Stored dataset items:

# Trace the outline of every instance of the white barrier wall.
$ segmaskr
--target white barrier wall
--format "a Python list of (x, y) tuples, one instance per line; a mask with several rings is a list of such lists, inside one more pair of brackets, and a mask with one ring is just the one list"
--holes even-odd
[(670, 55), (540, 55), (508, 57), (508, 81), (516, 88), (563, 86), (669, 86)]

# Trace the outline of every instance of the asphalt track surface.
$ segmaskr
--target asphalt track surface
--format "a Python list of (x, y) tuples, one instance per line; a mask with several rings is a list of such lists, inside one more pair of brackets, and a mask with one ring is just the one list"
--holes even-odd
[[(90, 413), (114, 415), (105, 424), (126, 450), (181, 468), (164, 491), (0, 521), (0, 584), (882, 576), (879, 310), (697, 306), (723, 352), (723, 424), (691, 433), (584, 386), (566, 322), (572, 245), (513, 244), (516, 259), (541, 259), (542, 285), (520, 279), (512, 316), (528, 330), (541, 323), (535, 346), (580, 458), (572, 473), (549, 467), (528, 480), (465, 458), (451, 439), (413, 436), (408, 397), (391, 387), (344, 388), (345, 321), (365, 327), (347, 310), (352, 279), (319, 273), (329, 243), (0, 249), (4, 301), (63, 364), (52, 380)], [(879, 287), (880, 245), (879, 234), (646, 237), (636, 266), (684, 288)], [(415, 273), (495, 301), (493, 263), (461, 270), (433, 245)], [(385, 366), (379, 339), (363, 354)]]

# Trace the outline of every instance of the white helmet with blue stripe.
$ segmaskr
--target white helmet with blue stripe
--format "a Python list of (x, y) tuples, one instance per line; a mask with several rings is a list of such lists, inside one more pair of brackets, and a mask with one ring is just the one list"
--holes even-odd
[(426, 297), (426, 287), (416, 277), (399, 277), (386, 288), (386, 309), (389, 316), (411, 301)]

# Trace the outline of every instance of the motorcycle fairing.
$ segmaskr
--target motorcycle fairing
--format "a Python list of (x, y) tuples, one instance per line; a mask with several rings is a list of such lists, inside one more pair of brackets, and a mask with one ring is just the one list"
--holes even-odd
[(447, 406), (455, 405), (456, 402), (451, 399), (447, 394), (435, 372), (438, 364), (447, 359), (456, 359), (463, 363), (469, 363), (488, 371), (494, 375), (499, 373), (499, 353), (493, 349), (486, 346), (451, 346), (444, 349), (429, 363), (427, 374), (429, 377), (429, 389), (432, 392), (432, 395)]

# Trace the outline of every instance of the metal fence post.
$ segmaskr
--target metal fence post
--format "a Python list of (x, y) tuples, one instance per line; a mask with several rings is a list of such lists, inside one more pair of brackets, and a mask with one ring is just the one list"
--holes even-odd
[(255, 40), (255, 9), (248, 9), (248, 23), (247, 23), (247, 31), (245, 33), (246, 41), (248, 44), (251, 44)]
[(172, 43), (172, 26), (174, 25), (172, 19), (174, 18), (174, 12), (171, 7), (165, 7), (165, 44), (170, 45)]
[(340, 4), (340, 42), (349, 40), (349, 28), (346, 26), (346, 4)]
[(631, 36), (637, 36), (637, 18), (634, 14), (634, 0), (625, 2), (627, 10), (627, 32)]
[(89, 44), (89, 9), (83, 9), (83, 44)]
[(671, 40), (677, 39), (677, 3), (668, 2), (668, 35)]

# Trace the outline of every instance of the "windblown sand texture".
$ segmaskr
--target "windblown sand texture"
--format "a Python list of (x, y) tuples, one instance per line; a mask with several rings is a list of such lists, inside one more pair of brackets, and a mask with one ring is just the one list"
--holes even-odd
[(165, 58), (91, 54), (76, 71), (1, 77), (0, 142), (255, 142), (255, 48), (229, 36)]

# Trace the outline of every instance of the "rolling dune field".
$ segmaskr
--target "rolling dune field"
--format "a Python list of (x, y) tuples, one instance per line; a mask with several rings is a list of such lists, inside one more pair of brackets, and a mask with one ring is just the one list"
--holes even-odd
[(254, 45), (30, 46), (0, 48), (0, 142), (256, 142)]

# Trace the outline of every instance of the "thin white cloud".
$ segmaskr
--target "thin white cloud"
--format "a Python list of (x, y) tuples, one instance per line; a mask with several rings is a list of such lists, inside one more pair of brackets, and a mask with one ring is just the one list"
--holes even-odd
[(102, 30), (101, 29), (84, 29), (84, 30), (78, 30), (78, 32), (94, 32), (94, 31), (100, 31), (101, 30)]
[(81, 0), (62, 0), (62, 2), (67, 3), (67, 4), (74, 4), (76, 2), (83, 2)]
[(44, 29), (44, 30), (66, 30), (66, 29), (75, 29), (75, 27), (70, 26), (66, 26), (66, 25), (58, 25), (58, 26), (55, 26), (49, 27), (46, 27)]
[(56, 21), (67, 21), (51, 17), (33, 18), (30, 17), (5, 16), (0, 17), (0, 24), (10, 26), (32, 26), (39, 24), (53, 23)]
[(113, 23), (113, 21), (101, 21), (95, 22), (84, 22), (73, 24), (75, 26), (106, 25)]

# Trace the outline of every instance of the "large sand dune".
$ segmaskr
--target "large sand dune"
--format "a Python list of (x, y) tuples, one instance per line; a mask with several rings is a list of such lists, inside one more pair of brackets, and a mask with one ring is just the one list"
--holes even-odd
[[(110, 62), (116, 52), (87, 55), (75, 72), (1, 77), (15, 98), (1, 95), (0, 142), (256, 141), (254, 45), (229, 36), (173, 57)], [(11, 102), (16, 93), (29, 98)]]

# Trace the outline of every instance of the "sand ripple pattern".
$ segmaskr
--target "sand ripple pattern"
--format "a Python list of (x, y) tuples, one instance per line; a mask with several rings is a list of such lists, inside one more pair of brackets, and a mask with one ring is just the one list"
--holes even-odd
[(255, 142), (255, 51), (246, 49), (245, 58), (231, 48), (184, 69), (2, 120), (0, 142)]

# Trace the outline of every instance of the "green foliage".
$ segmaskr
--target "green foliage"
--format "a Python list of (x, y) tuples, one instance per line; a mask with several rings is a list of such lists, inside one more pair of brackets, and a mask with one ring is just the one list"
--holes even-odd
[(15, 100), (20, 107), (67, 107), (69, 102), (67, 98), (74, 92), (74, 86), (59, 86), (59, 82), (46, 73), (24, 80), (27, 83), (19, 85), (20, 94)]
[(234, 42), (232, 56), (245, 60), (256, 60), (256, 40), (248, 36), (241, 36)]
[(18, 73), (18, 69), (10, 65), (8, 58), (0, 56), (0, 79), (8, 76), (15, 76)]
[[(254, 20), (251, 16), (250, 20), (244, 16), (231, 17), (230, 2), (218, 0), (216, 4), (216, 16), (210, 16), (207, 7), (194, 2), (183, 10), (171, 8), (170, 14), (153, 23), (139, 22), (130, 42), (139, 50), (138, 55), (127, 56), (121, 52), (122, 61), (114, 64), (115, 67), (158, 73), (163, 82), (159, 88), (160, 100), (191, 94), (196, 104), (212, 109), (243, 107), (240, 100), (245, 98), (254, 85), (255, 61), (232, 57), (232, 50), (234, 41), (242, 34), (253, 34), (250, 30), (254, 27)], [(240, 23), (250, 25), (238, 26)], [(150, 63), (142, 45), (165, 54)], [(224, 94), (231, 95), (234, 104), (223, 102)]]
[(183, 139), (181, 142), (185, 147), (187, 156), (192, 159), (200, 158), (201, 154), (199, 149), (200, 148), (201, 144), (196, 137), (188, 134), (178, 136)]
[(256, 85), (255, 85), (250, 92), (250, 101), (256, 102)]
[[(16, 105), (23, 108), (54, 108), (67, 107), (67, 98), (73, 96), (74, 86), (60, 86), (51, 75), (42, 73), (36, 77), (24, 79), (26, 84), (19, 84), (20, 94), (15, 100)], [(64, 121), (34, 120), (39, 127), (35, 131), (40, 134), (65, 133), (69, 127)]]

Direction:
Copy the records above, replacing "even-odd" with "nonzero" wherever it occurs and changing nothing else.

Finished answer:
# Trace the outline of every instance of the white barrier wall.
$ segmaskr
--target white barrier wall
--format "a Python list of (x, y) tuples, one instance per line; a mask with several rings is a list of such lists, inside one more pair of brackets, and a mask with one ring is just the one list"
--holes nonzero
[(670, 55), (540, 55), (508, 57), (508, 81), (516, 88), (563, 86), (669, 86)]

# Trace the outline of every instance of the asphalt track surface.
$ segmaskr
--target asphalt track surface
--format "a Python list of (x, y) tuples, one instance per line; a mask with several rings is a list of such lists, inside one more pair of brackets, and a mask with one ring is just the one list"
--holes nonzero
[[(90, 413), (114, 415), (105, 424), (126, 450), (181, 468), (164, 491), (0, 521), (0, 584), (882, 576), (879, 310), (697, 306), (723, 352), (723, 424), (691, 433), (584, 386), (566, 322), (572, 245), (513, 244), (516, 259), (541, 259), (542, 285), (520, 279), (512, 316), (528, 330), (541, 323), (535, 346), (580, 458), (572, 473), (549, 467), (528, 480), (465, 458), (451, 439), (413, 436), (408, 397), (391, 387), (344, 388), (345, 321), (365, 327), (347, 310), (352, 279), (319, 273), (329, 243), (0, 249), (4, 301), (63, 364), (52, 380)], [(879, 287), (880, 245), (879, 234), (646, 237), (636, 266), (684, 288)], [(415, 273), (495, 301), (493, 263), (461, 270), (433, 245)], [(385, 366), (379, 339), (363, 354)]]

# Trace the outline of every instance of the white helmet with blue stripe.
$ segmaskr
--target white helmet with blue stripe
--format "a Python list of (x, y) tuples, one instance per line; a mask with several rings is a list of such lists, inside one more pair of brackets, and a mask with one ring is just the one list"
--holes nonzero
[(426, 297), (426, 287), (416, 277), (399, 277), (386, 288), (386, 309), (389, 316), (411, 301)]

# Trace the outline of every instance of the motorcycle fairing.
$ segmaskr
--target motorcycle fairing
--format "a Python list of (x, y) tuples, one instance per line; a mask with several rings is a list of such lists, inside one more pair of brackets, and a mask with one ring is just the one list"
--holes nonzero
[(447, 406), (455, 405), (456, 402), (451, 399), (447, 394), (435, 372), (438, 364), (447, 359), (456, 359), (463, 363), (469, 363), (488, 371), (494, 375), (499, 373), (499, 353), (493, 349), (486, 346), (451, 346), (444, 349), (429, 363), (427, 374), (429, 377), (429, 389), (432, 392), (432, 395)]

# Trace the outline of every instance of the metal fence post.
$ segmaskr
--target metal fence post
--format "a Python list of (x, y) tuples, one instance per line; a mask with several rings is a list of such lists, inside one more pair of brackets, and a mask with one ring is just the one list"
--holes nonzero
[(255, 40), (255, 9), (248, 9), (248, 23), (247, 23), (247, 31), (245, 33), (246, 41), (248, 44), (251, 44)]
[(172, 43), (172, 26), (174, 25), (172, 19), (174, 18), (174, 12), (171, 7), (165, 7), (165, 44), (170, 45)]
[(340, 4), (340, 42), (349, 40), (349, 28), (346, 26), (346, 4)]
[(631, 36), (637, 36), (637, 18), (634, 14), (634, 0), (625, 2), (627, 10), (627, 32)]
[(89, 44), (89, 9), (83, 9), (83, 44)]
[(671, 40), (677, 39), (677, 3), (668, 2), (668, 35)]

# Trace the outline of every instance of the "windblown sand texture".
$ segmaskr
--target "windblown sand texture"
--format "a Python list of (x, y) tuples, one instance per line; a mask with several rings is a list of such lists, inside one more pair of brackets, and a mask with one ring is just the one list"
--holes nonzero
[(165, 58), (91, 54), (76, 71), (1, 77), (0, 142), (255, 142), (255, 48), (229, 36)]

# Trace the outline of every instance of the "rolling dune field".
$ segmaskr
--target "rolling dune field"
--format "a Python list of (x, y) tuples, one instance per line; a mask with several rings is a list of such lists, inside one more pair of brackets, and a mask with one ring is just the one list"
--holes nonzero
[(254, 45), (30, 46), (0, 48), (0, 142), (256, 142)]

# Trace the outline of every instance of the "thin white cloud".
$ segmaskr
--target "thin white cloud"
--format "a Python list of (x, y) tuples, one instance per line; a mask with several rings is a list of such lists, inside one more pair of brackets, and a mask with one ring is just the one list"
--holes nonzero
[(102, 30), (101, 29), (84, 29), (84, 30), (78, 30), (78, 32), (94, 32), (94, 31), (100, 31), (101, 30)]
[(81, 0), (62, 0), (62, 2), (67, 3), (67, 4), (74, 4), (76, 2), (83, 2)]
[(44, 29), (44, 30), (66, 30), (66, 29), (75, 29), (75, 27), (70, 26), (66, 26), (66, 25), (58, 25), (58, 26), (55, 26), (49, 27), (46, 27)]
[(56, 21), (67, 21), (51, 17), (33, 18), (30, 17), (5, 16), (0, 17), (0, 24), (10, 26), (32, 26), (39, 24), (53, 23)]
[(113, 23), (113, 21), (101, 21), (95, 22), (84, 22), (73, 24), (75, 26), (106, 25)]

# Trace the outline of every instance of the "large sand dune".
$ segmaskr
--target "large sand dune"
--format "a Python list of (x, y) tuples, one instance per line; a mask with several rings is a list of such lists, inside one more pair of brackets, and a mask with one ring is just the one list"
--holes nonzero
[[(110, 62), (116, 52), (87, 55), (75, 72), (1, 77), (15, 98), (1, 95), (0, 142), (256, 141), (254, 45), (229, 36), (173, 57)], [(11, 102), (16, 93), (29, 98)]]

# Trace the outline of every instance of the "sand ripple pattern".
$ segmaskr
--target "sand ripple pattern"
--format "a Python list of (x, y) tuples, one instance per line; a mask with several rings is a list of such lists, inside one more pair of brackets, and a mask with one ring is just the one list"
--holes nonzero
[(255, 142), (255, 51), (246, 49), (245, 58), (231, 48), (184, 69), (2, 120), (0, 142)]

# Trace the outline of every instance of the "green foliage".
$ segmaskr
--target "green foliage"
--format "a Python list of (x, y) tuples, one instance per line; a mask with several rings is a list of such lists, inside one more pair of brackets, and a mask with one ring is just the one list"
--holes nonzero
[(15, 100), (20, 107), (67, 107), (69, 102), (67, 98), (74, 92), (74, 86), (59, 86), (59, 82), (46, 73), (24, 80), (27, 83), (19, 85), (20, 94)]
[(234, 42), (232, 56), (245, 60), (256, 60), (256, 40), (248, 36), (241, 36)]
[(18, 73), (18, 69), (10, 65), (8, 58), (0, 56), (0, 79), (8, 76), (15, 76)]
[[(254, 20), (251, 16), (250, 20), (244, 16), (231, 17), (230, 2), (218, 0), (216, 4), (216, 16), (210, 16), (207, 7), (194, 2), (183, 10), (171, 8), (170, 14), (153, 23), (139, 22), (130, 42), (139, 50), (138, 55), (127, 56), (121, 52), (122, 61), (114, 64), (115, 67), (158, 73), (163, 82), (159, 88), (160, 100), (191, 94), (196, 104), (212, 109), (243, 107), (240, 100), (245, 98), (254, 85), (255, 61), (232, 57), (232, 50), (234, 41), (242, 34), (253, 34), (250, 30), (254, 27)], [(240, 23), (250, 25), (238, 26)], [(150, 63), (142, 45), (165, 54)], [(224, 94), (231, 95), (234, 104), (223, 102)]]
[(183, 139), (181, 142), (185, 147), (187, 156), (192, 159), (200, 158), (201, 154), (199, 149), (200, 148), (201, 144), (196, 137), (188, 134), (178, 136)]
[(256, 85), (255, 85), (250, 92), (250, 101), (256, 102)]
[[(16, 105), (23, 108), (54, 108), (67, 107), (67, 98), (73, 96), (74, 86), (60, 86), (51, 75), (42, 73), (36, 77), (24, 79), (26, 84), (19, 84), (20, 94), (15, 100)], [(64, 121), (34, 120), (39, 127), (35, 131), (40, 134), (65, 133), (69, 127)]]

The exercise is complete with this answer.